# WHAT IS REQUIRED:
Which rows contain the word "trunk"? Filter them out and copy each one.
Begin RECORD EXTRACTS
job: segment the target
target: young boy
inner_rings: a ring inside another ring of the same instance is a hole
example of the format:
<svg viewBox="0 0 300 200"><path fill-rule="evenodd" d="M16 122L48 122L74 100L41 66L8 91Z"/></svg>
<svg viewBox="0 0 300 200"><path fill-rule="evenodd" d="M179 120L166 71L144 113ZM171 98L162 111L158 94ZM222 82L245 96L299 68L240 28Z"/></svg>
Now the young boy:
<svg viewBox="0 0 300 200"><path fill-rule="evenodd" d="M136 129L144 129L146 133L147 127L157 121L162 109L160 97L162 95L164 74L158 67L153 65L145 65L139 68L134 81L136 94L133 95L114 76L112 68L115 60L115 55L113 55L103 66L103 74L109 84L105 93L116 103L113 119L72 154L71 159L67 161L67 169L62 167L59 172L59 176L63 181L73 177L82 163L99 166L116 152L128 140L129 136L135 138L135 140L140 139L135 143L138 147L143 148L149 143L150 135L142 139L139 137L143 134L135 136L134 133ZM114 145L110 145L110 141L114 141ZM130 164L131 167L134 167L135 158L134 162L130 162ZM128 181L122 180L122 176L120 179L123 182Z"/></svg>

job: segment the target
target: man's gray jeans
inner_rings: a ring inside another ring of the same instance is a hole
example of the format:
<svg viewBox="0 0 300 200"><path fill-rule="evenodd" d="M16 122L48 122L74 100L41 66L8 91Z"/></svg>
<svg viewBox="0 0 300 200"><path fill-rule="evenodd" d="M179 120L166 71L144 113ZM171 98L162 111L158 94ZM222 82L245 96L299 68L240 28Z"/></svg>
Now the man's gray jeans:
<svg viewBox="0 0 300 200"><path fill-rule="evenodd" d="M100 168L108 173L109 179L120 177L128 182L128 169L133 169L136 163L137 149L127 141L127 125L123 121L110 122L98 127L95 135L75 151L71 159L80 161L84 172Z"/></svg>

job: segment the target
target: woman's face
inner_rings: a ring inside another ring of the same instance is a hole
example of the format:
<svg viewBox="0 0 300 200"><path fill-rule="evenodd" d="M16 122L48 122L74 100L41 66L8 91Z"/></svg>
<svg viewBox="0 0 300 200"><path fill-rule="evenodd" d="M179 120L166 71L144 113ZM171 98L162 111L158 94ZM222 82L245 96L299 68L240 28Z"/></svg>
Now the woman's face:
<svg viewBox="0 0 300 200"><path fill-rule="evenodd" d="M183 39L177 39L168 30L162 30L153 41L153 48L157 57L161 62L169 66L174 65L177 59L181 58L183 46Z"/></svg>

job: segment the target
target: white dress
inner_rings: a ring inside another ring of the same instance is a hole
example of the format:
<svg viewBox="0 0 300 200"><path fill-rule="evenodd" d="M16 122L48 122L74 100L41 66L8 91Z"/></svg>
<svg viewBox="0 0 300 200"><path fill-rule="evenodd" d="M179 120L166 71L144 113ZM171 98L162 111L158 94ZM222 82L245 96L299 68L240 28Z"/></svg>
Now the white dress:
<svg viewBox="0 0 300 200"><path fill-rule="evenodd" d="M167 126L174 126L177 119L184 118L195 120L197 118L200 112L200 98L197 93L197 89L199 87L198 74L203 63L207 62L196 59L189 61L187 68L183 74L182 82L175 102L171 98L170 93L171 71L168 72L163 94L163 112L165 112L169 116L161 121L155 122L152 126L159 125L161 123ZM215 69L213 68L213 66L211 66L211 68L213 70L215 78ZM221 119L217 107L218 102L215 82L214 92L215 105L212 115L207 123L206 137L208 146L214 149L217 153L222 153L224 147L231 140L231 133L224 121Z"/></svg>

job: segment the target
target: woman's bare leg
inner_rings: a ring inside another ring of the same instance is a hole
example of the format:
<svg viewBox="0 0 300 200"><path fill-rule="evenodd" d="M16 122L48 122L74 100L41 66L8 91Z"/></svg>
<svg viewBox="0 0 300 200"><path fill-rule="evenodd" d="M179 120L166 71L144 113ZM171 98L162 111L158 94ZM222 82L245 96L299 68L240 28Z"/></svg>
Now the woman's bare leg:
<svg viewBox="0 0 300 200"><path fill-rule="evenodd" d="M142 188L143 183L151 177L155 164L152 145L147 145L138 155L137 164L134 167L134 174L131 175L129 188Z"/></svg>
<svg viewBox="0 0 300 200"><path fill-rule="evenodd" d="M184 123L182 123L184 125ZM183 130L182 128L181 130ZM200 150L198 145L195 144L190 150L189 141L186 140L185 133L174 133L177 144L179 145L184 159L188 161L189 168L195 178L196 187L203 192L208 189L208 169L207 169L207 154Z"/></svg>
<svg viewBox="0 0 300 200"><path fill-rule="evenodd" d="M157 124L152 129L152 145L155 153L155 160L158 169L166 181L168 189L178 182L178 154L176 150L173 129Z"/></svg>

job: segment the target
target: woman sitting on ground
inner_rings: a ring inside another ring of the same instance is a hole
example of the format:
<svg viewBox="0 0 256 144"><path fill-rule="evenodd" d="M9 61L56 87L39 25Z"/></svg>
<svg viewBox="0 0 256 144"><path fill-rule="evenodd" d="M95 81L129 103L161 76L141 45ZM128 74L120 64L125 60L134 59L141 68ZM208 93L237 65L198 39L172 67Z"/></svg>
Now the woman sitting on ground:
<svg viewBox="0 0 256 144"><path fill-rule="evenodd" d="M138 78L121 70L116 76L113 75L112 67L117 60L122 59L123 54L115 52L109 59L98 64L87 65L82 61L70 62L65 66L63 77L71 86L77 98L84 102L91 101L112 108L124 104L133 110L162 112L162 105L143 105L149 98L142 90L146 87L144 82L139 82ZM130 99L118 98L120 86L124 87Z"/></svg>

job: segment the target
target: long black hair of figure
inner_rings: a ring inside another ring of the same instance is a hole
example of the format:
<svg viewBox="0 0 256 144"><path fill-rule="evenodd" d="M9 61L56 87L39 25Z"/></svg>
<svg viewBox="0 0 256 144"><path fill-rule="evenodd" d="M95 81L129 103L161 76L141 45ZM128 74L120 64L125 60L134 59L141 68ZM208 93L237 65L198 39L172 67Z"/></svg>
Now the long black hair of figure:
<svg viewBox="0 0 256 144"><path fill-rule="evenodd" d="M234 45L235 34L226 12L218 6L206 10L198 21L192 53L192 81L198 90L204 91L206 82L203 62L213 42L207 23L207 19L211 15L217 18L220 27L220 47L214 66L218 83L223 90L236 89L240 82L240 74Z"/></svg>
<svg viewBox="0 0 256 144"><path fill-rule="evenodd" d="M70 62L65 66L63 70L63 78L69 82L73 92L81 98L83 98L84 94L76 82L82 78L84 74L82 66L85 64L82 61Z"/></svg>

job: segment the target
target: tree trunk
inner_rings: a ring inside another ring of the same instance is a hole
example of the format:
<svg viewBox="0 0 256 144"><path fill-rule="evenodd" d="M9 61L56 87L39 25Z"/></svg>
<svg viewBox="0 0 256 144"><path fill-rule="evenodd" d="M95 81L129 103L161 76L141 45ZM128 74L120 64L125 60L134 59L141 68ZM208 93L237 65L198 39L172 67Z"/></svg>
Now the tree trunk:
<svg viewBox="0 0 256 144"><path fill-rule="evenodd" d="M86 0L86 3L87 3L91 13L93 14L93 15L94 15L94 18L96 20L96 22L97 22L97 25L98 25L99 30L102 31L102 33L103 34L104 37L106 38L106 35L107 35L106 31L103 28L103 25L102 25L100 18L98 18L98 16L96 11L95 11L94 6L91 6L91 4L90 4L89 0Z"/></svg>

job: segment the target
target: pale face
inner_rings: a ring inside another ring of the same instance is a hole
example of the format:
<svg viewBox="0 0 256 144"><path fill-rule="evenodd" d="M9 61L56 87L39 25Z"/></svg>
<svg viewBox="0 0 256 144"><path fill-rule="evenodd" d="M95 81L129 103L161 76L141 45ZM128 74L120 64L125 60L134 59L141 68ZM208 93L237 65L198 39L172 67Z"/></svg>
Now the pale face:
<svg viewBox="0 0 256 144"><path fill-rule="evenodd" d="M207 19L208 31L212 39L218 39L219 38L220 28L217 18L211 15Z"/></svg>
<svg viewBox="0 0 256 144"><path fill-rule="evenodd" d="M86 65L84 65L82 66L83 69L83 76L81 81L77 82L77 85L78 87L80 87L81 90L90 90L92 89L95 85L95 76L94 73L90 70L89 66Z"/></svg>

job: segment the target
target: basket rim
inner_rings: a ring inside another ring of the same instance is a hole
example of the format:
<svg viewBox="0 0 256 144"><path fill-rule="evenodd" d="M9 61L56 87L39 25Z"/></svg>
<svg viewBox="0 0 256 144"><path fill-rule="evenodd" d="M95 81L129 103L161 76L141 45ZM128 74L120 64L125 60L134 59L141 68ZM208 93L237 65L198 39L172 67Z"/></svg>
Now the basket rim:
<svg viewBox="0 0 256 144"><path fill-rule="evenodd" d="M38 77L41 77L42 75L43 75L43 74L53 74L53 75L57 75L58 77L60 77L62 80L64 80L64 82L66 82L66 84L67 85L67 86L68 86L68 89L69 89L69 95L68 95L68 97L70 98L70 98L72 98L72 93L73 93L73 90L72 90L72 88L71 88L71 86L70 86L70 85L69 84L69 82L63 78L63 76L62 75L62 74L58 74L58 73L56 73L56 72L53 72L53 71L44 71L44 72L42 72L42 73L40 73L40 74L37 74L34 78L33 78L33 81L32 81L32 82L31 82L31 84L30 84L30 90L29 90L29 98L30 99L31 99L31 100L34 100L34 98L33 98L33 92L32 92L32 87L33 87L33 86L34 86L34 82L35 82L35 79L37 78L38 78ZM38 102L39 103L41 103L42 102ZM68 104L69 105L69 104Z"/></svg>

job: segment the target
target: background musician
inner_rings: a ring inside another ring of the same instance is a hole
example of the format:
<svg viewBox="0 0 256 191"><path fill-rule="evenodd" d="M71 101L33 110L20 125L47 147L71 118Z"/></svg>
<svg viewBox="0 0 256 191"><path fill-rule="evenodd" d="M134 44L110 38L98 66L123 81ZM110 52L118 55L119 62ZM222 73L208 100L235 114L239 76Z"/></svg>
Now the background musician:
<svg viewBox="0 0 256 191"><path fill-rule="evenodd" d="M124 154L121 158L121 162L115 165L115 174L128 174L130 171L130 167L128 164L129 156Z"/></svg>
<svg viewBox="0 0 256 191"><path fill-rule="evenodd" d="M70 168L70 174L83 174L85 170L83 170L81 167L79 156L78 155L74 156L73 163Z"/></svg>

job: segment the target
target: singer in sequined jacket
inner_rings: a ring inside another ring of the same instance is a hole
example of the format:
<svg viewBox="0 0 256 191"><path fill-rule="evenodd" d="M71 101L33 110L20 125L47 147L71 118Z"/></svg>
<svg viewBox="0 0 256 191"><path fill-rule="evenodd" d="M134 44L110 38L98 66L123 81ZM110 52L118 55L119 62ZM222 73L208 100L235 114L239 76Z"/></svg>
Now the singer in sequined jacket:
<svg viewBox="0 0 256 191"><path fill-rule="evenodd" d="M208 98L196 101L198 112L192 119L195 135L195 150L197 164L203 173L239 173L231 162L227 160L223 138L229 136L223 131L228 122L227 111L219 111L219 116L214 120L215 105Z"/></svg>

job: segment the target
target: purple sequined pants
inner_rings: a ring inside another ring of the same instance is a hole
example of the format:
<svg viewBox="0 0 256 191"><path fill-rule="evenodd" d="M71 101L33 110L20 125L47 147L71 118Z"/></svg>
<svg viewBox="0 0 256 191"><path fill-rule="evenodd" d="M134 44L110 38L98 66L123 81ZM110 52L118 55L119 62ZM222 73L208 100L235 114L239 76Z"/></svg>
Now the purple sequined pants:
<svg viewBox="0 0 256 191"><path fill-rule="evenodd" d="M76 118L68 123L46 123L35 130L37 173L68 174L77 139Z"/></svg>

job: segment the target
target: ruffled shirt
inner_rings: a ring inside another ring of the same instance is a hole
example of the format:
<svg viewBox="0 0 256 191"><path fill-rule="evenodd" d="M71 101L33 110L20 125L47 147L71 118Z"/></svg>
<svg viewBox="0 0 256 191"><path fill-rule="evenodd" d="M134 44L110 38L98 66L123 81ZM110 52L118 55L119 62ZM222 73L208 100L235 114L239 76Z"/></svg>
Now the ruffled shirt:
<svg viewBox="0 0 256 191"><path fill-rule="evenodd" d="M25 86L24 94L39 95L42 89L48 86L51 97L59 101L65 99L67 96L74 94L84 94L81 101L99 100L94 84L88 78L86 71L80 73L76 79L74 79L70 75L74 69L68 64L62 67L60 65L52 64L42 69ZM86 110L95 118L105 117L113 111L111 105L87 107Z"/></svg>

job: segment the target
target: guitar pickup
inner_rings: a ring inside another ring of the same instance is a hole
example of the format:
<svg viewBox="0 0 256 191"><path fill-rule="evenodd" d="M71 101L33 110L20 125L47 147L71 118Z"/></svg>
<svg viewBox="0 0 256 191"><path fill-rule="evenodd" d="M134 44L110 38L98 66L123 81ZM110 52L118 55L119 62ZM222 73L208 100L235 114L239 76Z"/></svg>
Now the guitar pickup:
End RECORD EXTRACTS
# OUTPUT FOR THIS TASK:
target: tree trunk
Now the tree trunk:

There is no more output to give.